◆ Passage to read ◆
In the mornings, he would move to our side of the road, at various hunting stations, and usually concluded the day at the high peak of our next-door neighbor’s roof, seemingly content to just sit. 

Everyone in the neighborhood tracked his whereabouts, traded photos, and speculated about why he was staying so long.  He was not at all shy and did not seem to mind having people or dogs around. 

Sitting on a rock on our back yard.

But after two visiting photographers stalked him one day, he packed up and left, presumably for summer on the tundra.

Perched in our big back yard oak

In the meantime, we had a lot going on.  In April, we finally had our kitchen redone.  It had cheap oak cabinets and dark formica countertops that we had long wanted to replace. 

We had debated expanding the kitchen or opening it to the living room, but eventually decided to leave the layout the way it was.  It is a great kitchen for cooking—very compact, efficient, and cool in the summer. 

We did need more storage, so put in additional cabinets under the island and along one wall.  We love to cook and now it is such a joy to be in the kitchen with everything just where we want it.   My favorite addition is the table George built for one wall. 

The top is from a cherry tree from our land and is simply gorgeous. 

After the kitchen was completed, in May, I drove to Pennsylvania to visit museums and antique wheel collectors. 

The Germanic buildings at Ephrata Cloister, a religious settlement requiring celibacy, scant meals, and sleeping on narrow benches.

The drive down was hair-raising—torrential rain on highways clogged with 18-wheelers (there seem to be a lot more trucks on the road since covid hit).  I vowed never to drive through New Jersey again, but it was worth it.  

Ephrata Valley wheels and a tape loom

People who collect antique wheels have developed a “railroad” system of volunteers who transport wheels when traveling.  I railroaded a car-load of New England wheels to Pennsylvania and exchanged wheels there with another railroader from Michigan.  So, we moved some mid-western wheels to New England (where they are hard to find) and vice-versa

Landis Valley Farm Museum in Lancaster

We both met up with two other wheel enthusiasts for tours we had arranged of the textile equipment at Ephrata Cloister and the Landis Valley Farm museum. 

A tape loom in the Landis Valley Museum collection

I spent another amazing day visiting with two different wheel collectors–talking wheels and weaving. I managed to fit nine wheels (for three different people) in the car coming home. It was a wonderful trip, especially sweet after a year without travel.

Nine wheels in the car

Once home, gardening was in full swing.  Last fall and this spring, George has been planting trees, for screening and beauty. 

He planted redbud and shadblow in the understory and what we laughingly call an archipelago of evergreens and a Japanese stewartia along a slope in the front lawn. 

They look like a tree army vanguard, slowly working their way across the yard.  A star magnolia George planted in the fall survived two snowfalls while budding out,

to give us quite a show. 

In fact, it was a very blossomy spring all around. 

The lilacs were spectacular.  

It has been very dry and hot, though—a continuation of last year’s drought.

◆ Problem details ◆
Can you return the part of the passage on the kitchen, the wheel trip, and the garden starting at "Everyone in the" and ending at "our back yard.", copied exactly? The items are separate material, unconnected to the passage on the kitchen, the wheel trip, and the garden.

◆ Source material ◆
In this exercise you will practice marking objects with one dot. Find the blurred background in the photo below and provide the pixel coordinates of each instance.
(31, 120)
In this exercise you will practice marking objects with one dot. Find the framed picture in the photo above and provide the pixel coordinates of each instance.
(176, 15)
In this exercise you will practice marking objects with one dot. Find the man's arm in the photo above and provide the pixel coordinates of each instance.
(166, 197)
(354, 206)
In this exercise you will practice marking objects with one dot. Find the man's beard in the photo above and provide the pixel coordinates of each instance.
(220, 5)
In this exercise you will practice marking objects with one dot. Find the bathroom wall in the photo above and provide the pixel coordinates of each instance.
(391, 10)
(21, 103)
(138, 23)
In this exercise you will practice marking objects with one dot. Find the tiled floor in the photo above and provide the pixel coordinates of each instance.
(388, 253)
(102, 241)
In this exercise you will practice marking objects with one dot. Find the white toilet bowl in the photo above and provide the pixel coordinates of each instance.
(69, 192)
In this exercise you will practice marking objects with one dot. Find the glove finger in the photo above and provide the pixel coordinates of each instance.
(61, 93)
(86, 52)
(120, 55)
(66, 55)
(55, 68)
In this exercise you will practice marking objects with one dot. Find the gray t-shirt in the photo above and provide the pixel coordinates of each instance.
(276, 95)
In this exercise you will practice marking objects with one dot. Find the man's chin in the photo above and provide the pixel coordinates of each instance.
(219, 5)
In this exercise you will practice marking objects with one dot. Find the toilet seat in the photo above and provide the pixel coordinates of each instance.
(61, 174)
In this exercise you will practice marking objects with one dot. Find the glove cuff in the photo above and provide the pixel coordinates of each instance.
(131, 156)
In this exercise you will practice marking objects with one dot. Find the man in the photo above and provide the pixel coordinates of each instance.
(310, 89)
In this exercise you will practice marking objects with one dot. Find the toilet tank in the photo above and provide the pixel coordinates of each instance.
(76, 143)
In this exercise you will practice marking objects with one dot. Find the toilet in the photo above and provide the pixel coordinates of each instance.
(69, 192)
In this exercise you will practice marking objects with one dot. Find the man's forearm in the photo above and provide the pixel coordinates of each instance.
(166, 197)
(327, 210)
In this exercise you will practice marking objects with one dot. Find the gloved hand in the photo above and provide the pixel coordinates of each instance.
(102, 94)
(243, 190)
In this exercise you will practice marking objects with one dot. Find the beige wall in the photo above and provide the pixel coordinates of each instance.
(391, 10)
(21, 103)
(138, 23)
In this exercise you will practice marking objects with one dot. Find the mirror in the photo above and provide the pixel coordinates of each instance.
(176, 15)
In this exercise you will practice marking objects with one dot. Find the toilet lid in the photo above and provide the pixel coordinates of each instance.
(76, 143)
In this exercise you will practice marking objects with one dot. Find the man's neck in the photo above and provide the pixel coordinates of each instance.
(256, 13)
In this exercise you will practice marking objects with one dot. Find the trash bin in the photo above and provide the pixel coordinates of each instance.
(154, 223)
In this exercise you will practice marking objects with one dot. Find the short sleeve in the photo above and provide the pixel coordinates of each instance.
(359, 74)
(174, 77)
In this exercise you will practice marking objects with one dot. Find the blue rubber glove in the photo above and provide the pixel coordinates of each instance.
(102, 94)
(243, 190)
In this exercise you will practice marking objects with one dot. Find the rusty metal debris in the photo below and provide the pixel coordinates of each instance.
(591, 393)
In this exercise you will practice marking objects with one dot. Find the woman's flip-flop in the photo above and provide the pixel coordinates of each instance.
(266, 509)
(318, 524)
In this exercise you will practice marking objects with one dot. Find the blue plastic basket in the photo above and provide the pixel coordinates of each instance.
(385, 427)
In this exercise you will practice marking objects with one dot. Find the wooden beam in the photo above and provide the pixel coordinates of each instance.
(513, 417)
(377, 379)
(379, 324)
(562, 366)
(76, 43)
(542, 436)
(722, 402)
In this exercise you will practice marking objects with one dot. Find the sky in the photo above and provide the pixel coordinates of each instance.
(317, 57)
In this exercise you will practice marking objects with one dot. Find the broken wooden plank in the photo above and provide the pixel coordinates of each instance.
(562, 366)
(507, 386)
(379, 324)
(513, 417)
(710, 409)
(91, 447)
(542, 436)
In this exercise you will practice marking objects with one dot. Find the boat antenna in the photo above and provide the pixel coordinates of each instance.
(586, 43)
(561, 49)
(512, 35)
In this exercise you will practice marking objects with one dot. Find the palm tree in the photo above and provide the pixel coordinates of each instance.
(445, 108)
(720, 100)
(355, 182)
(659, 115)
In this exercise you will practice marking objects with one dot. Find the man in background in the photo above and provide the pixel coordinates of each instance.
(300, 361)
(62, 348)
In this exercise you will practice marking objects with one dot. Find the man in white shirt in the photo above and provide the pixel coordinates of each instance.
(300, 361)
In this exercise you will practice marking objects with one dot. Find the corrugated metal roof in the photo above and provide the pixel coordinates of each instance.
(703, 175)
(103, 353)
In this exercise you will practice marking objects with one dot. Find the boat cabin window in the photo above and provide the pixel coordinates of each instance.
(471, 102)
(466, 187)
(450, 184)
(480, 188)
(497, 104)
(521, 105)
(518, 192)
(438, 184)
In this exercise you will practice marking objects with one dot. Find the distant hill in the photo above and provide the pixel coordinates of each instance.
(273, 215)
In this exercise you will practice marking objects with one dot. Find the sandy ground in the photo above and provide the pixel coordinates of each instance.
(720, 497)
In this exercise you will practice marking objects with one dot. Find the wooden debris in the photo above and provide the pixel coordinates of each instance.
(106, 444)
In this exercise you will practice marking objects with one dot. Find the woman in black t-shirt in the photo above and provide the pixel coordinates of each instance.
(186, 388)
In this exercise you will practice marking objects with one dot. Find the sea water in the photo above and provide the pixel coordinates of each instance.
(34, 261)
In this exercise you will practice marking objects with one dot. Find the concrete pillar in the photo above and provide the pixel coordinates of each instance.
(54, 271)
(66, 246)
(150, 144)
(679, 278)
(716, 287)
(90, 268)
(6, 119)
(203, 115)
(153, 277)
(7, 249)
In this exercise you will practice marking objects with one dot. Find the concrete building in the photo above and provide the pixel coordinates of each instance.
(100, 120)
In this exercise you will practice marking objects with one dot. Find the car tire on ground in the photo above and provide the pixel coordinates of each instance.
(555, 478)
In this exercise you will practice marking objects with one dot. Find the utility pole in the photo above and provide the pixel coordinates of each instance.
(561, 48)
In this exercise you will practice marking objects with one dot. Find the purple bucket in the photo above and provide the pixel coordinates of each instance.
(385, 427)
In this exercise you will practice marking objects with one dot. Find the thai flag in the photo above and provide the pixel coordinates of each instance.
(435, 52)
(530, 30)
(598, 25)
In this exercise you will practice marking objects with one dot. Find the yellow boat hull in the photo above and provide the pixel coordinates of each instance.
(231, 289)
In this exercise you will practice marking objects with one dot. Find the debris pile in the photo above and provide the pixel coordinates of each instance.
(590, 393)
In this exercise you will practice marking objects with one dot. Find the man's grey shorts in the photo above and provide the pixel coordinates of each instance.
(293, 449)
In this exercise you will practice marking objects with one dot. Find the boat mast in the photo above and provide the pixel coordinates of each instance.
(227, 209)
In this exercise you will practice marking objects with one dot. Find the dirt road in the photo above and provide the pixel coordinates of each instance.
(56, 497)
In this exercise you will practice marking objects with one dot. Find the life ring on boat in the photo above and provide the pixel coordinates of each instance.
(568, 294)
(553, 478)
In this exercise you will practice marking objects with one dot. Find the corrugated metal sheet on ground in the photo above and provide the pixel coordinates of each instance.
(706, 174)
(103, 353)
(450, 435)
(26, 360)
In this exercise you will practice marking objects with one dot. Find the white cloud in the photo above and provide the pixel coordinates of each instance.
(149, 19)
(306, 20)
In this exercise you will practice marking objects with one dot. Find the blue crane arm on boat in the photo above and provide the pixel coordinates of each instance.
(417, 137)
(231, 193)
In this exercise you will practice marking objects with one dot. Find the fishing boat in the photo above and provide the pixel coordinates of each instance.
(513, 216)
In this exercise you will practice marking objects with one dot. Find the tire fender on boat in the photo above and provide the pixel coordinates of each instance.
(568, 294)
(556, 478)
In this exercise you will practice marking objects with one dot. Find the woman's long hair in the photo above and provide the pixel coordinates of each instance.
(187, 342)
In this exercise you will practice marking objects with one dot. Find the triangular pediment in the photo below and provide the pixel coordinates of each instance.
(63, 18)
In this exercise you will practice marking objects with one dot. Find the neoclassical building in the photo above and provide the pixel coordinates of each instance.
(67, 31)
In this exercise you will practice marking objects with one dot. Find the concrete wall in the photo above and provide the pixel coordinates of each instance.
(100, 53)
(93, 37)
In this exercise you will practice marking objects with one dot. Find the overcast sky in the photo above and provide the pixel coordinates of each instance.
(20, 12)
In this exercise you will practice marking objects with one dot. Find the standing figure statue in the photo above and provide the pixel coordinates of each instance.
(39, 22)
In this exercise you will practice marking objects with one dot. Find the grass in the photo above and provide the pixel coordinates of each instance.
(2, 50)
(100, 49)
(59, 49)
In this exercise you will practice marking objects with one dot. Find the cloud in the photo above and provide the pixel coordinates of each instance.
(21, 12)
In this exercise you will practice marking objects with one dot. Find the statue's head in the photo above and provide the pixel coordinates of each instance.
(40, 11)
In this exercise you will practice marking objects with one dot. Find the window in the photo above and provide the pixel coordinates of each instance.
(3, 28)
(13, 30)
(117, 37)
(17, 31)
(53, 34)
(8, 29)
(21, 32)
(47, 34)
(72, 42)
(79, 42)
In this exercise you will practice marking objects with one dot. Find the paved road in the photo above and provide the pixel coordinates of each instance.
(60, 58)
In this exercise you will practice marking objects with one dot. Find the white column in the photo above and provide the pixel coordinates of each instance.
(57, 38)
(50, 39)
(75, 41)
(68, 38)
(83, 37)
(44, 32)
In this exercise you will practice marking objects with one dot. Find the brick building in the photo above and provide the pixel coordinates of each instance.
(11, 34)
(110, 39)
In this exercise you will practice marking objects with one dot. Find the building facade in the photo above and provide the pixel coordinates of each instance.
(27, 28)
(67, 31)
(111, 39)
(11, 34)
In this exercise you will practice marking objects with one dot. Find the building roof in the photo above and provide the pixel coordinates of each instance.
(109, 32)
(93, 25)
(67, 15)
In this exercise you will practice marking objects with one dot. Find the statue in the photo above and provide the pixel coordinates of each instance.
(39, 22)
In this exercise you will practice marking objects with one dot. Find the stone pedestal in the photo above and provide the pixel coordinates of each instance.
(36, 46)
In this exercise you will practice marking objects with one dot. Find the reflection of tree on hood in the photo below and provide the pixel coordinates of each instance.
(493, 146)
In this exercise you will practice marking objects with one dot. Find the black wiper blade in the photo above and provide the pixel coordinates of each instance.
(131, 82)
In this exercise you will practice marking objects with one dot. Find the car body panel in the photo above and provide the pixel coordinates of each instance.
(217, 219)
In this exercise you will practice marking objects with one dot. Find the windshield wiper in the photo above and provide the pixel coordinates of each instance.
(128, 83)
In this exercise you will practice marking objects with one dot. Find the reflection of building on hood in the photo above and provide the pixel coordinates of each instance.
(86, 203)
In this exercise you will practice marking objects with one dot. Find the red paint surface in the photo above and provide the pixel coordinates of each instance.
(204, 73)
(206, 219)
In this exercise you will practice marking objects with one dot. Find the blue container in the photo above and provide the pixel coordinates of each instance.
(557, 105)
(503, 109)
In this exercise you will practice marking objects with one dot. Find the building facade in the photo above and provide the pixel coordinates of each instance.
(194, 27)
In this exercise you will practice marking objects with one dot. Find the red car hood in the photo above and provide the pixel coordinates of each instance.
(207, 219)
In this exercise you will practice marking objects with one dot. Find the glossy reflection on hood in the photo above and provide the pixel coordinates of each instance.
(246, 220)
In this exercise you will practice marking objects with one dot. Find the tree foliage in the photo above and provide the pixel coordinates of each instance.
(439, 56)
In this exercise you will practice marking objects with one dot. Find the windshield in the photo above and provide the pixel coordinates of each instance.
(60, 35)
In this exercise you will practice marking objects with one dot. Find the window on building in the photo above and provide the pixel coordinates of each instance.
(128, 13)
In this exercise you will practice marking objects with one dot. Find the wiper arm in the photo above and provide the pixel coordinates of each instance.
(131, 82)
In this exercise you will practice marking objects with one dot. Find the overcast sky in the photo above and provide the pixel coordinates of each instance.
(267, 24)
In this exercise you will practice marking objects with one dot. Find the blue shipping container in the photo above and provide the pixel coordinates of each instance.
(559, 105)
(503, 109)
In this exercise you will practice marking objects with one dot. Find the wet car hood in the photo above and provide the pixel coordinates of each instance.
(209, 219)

◆ Answer area ◆
Everyone in the neighborhood tracked his whereabouts, traded photos, and speculated about why he was staying so long.  He was not at all shy and did not seem to mind having people or dogs around. 

Sitting on a rock on our back yard.